- _What is required_: Count the lines in the entries below that contain the string "labeling", with uppercase and lowercase letters matching. Reply with the number only.

- _Task data_:
——
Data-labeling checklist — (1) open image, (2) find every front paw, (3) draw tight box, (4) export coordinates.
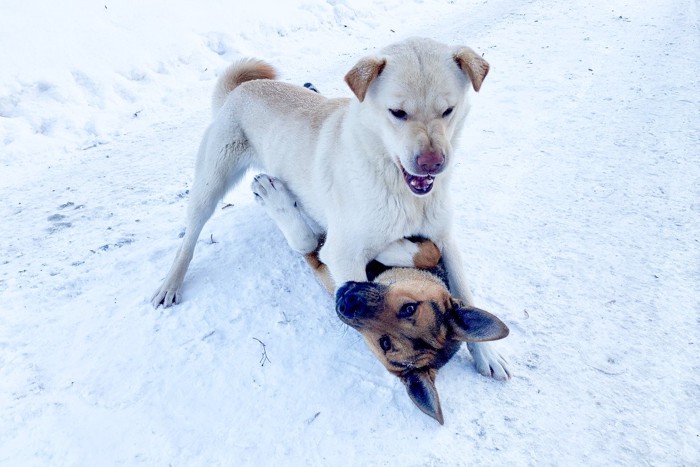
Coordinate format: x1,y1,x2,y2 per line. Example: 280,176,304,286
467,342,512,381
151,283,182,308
——
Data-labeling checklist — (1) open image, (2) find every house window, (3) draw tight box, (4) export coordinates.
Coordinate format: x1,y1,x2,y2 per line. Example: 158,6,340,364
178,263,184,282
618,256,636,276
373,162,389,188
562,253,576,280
——
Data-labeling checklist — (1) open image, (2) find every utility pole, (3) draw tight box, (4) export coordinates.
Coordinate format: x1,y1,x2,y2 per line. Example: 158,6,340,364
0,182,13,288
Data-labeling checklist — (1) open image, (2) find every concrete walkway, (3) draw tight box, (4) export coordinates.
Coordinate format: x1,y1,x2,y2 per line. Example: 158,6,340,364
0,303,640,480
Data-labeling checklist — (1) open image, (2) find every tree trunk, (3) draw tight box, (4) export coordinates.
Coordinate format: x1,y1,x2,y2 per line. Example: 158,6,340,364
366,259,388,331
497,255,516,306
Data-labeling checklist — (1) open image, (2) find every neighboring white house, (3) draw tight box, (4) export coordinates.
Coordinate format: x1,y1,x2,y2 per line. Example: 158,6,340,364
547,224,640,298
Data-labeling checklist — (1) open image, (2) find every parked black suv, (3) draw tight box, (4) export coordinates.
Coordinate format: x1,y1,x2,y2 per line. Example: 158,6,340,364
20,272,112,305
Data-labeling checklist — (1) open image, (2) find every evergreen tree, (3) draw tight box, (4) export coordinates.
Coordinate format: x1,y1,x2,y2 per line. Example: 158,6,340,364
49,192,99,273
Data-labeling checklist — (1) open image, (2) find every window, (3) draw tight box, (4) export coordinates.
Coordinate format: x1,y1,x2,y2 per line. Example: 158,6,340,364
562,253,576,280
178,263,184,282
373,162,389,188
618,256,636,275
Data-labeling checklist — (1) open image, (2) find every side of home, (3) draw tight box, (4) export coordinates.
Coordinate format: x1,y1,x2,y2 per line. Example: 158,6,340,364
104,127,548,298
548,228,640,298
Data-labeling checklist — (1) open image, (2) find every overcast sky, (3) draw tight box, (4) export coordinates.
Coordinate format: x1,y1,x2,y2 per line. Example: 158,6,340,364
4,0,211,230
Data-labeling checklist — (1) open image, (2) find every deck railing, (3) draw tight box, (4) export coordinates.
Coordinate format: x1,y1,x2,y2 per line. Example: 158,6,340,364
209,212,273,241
——
- _Finished task_: 12